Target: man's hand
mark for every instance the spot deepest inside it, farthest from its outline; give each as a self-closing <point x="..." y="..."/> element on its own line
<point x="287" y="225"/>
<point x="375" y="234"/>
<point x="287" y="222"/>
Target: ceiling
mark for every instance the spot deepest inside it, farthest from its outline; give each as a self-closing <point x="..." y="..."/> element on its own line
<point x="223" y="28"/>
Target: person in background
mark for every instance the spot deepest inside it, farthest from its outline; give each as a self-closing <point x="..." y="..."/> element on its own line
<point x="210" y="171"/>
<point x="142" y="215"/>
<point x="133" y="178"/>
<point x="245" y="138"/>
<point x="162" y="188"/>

--*--

**TASK TO COMPLETE**
Copy out all the items above, swapping "person in background" for "person in foreground" and leaving every other word unchanged.

**EXERCISE RESULT**
Target: man's hand
mark for every instance the spot deepest inside it, farthest from its outline; give each as a self-closing <point x="..." y="..."/> element on its own line
<point x="287" y="225"/>
<point x="375" y="234"/>
<point x="287" y="222"/>
Target: ceiling
mark for every instance the spot deepest inside it, farthest from its outline; give each as a self-closing <point x="..." y="..."/> element on its own line
<point x="223" y="28"/>
Target: person in foreground
mark for every instance the spot deepest inside it, farthest from its outline; give each as a self-closing <point x="..." y="..."/> element on its own line
<point x="210" y="171"/>
<point x="142" y="215"/>
<point x="133" y="178"/>
<point x="245" y="138"/>
<point x="162" y="188"/>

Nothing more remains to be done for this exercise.